Dataset records:
%%
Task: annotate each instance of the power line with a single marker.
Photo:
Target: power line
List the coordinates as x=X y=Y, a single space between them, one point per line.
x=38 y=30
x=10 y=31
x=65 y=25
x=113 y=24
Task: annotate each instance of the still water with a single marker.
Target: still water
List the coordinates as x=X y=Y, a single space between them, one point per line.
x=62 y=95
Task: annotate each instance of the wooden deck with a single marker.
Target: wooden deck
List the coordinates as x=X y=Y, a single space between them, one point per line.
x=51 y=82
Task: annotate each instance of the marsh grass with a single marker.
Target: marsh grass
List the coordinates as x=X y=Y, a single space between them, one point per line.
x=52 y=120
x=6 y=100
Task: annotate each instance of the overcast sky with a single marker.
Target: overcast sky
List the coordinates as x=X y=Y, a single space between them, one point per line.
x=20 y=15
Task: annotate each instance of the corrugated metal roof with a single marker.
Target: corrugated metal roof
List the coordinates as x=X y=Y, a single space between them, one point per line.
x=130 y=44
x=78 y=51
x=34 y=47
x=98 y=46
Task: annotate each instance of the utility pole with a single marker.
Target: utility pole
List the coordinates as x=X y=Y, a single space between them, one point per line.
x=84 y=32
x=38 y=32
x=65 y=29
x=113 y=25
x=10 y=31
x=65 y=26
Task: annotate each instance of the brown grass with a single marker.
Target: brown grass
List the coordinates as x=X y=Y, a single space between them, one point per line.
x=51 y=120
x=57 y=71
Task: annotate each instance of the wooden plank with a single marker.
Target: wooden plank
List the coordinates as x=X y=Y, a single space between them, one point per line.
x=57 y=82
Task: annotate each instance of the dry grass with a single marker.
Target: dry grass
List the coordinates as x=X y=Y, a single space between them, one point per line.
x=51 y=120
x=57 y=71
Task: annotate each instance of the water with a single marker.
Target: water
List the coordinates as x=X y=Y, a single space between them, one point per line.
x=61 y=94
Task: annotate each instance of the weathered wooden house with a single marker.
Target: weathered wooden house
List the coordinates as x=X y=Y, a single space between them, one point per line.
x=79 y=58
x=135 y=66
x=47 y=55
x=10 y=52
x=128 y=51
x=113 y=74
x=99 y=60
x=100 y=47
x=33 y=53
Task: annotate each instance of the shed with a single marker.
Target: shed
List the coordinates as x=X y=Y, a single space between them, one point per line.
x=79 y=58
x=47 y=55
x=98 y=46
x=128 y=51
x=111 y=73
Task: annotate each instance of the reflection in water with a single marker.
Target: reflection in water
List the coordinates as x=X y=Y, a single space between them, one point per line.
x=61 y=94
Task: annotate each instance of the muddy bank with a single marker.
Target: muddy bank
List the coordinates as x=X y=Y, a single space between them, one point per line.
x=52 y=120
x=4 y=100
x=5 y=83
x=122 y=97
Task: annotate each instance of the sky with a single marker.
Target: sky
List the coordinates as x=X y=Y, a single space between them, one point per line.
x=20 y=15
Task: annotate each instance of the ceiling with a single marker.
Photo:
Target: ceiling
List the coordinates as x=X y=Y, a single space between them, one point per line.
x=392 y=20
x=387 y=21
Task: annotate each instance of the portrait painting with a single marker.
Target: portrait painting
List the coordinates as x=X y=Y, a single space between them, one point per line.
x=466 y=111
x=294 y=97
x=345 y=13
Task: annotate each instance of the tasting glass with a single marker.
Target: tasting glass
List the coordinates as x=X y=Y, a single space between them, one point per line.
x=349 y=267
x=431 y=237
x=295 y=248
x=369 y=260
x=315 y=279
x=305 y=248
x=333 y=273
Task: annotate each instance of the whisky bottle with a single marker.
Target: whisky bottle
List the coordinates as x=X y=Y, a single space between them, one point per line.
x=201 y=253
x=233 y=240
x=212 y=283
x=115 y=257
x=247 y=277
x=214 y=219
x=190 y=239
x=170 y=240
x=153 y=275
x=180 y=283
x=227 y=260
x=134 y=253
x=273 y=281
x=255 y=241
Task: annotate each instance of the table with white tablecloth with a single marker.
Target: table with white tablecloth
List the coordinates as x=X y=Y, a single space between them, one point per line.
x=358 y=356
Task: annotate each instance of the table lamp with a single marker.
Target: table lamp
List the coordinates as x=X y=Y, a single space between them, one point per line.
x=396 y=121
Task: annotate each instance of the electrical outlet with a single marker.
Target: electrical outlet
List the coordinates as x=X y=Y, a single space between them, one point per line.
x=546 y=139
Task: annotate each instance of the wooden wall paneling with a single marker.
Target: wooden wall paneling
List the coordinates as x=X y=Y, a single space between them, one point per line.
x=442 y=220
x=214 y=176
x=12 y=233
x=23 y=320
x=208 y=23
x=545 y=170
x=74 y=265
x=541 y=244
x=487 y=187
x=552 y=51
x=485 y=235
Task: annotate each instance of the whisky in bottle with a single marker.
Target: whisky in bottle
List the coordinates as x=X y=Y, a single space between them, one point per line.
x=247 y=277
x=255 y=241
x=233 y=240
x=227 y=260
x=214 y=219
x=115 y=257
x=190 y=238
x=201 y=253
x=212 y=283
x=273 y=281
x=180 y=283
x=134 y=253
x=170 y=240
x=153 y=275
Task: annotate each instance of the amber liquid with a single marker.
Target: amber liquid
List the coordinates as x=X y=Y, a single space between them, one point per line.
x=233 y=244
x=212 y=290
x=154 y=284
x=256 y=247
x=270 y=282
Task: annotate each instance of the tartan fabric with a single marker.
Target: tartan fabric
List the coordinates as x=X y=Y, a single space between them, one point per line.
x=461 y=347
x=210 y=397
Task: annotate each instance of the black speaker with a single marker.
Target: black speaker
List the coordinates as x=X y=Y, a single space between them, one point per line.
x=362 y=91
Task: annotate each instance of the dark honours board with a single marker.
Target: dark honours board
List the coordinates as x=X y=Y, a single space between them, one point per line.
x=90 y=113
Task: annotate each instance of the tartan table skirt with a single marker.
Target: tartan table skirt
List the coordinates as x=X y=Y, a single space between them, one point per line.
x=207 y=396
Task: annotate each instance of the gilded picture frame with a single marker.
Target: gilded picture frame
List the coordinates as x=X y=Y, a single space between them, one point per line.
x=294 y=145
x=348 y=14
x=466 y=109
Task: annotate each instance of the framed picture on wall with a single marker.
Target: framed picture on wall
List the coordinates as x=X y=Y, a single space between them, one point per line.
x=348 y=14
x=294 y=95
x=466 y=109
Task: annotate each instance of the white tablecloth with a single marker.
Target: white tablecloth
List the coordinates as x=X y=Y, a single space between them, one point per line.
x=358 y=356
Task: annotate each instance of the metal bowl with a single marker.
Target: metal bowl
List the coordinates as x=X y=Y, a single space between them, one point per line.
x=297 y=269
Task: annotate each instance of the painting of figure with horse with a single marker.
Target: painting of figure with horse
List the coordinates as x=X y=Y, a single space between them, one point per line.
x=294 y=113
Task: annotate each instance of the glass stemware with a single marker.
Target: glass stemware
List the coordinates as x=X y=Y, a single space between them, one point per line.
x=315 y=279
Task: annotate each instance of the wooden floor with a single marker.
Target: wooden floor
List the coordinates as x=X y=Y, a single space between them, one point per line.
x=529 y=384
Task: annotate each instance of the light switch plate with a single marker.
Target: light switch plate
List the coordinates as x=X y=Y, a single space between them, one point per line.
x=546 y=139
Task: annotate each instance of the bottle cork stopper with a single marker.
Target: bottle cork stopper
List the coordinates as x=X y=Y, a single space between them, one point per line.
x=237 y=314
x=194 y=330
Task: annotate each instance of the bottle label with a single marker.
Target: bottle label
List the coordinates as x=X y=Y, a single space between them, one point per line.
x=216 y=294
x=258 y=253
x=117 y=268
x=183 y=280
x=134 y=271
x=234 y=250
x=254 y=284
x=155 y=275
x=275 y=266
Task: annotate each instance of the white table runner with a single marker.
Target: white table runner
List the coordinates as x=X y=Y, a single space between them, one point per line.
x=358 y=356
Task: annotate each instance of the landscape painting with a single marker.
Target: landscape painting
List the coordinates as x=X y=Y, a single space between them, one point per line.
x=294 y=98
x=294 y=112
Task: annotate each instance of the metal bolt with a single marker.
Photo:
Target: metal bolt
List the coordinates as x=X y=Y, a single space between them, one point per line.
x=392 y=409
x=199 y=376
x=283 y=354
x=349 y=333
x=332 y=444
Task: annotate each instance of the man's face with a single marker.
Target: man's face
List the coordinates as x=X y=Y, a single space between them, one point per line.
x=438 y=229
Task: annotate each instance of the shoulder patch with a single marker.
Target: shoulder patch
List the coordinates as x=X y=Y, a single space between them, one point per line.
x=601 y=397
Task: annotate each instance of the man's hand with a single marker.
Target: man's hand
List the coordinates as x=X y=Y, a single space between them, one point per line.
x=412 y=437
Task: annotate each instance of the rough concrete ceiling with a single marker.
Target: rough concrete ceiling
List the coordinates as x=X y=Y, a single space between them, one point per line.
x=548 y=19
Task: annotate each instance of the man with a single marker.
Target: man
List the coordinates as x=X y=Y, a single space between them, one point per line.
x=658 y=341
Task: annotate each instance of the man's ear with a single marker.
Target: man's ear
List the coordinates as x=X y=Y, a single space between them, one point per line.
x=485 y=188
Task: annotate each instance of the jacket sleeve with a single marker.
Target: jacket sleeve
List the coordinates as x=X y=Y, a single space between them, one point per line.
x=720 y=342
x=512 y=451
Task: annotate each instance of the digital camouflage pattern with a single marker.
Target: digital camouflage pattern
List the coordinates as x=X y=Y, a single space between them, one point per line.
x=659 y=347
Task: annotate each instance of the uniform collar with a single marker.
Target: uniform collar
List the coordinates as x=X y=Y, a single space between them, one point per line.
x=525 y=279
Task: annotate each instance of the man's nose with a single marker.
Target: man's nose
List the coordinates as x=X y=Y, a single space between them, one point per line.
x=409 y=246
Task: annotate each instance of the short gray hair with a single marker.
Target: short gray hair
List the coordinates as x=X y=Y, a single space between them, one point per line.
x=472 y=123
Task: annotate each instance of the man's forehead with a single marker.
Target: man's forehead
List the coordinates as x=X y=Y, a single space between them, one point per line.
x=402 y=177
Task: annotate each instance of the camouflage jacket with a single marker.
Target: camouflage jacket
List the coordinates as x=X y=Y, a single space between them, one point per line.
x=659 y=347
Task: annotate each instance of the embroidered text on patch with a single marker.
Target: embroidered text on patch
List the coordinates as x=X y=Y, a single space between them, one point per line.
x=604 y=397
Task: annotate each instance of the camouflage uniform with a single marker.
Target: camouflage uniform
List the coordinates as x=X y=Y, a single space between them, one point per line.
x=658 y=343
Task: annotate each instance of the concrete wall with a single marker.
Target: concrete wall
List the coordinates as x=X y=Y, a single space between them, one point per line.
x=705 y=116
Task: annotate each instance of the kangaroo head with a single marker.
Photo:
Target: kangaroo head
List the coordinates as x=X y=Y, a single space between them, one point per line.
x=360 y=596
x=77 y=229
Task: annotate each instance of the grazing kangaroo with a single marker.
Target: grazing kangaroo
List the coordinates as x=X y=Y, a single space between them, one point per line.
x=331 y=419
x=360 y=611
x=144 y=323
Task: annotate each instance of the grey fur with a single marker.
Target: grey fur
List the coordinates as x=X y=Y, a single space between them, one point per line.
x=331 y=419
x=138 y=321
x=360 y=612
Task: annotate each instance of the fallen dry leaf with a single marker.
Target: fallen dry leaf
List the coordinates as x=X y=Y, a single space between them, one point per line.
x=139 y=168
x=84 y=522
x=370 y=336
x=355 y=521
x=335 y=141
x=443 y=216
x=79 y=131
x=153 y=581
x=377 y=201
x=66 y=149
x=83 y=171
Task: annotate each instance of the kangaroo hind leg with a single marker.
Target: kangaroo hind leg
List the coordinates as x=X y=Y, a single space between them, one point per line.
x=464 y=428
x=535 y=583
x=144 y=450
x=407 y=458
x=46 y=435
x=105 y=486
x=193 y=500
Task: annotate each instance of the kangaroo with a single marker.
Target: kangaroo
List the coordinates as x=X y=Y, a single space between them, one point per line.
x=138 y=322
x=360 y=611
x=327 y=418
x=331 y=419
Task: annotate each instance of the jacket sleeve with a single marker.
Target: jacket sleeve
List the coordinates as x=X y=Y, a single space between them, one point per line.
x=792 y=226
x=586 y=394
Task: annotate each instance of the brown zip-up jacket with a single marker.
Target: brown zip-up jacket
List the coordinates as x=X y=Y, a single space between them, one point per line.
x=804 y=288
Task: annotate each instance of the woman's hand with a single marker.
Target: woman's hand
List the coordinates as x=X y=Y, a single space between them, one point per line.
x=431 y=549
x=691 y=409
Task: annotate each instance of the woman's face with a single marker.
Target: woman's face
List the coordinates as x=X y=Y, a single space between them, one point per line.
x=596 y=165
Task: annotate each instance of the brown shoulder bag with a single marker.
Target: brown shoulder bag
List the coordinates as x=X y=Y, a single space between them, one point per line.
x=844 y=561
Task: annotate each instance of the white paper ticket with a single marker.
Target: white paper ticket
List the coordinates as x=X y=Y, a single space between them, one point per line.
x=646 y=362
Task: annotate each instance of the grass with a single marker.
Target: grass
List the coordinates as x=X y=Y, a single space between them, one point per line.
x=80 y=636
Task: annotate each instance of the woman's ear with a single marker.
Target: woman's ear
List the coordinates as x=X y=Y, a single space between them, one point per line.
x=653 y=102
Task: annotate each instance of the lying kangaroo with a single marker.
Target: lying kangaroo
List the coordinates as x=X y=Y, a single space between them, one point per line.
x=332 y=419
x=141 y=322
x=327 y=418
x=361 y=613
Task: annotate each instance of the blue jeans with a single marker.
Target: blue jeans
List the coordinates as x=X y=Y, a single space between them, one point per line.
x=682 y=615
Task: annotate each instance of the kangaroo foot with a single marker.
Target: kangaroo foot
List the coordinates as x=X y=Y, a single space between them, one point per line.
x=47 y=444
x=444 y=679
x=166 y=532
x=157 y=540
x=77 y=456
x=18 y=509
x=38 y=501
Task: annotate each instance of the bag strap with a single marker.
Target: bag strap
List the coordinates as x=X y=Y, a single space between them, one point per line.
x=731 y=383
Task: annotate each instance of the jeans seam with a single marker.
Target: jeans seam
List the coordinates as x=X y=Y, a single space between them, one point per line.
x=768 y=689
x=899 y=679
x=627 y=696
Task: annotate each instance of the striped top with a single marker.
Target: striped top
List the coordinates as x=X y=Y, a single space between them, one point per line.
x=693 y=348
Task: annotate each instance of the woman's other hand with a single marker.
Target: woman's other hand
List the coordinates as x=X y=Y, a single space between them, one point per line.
%%
#### Exercise description:
Rewrite the material from the line with "Task: annotate each instance of the metal bolt" through the line with "x=512 y=451", switching "shoulder patch" to "arm patch" and leaving everything else the same.

#### Result of the exercise:
Task: annotate each instance of the metal bolt with a single marker.
Photo:
Target: metal bolt
List the coordinates as x=X y=Y, a single space between them, one point per line.
x=392 y=409
x=199 y=376
x=283 y=354
x=349 y=333
x=332 y=444
Task: annotate each instance of the man's face with a single marker.
Target: man's face
List the coordinates as x=X y=Y, a single space between them, one point per line.
x=438 y=229
Task: annotate each instance of the arm patch with a single marker.
Target: arm patch
List the coordinates as x=X y=Y, a single space between them, one point per line.
x=601 y=397
Task: annotate each instance of the man's hand with a single marker.
Target: man's hand
List the coordinates as x=X y=Y, a single space between them, one point per line.
x=412 y=437
Task: annotate each instance of the rough concrete ceiling with a single marker.
Target: rough concrete ceiling
List the coordinates as x=X y=Y, a single space between them, one point per line.
x=548 y=19
Task: annotate each instance of the man with a single marker.
Target: man
List the coordinates as x=X y=Y, a single space between them, one point per line.
x=658 y=341
Task: annotate each instance of the man's ear with a single marker.
Target: man's ear
List the coordinates as x=X y=Y, a single space between them, one point per line.
x=485 y=188
Task: annotate each instance of the jacket sleeve with a single marker.
Target: jacket sleeve
List the coordinates as x=X y=Y, a single space between them, one point per line.
x=720 y=342
x=512 y=451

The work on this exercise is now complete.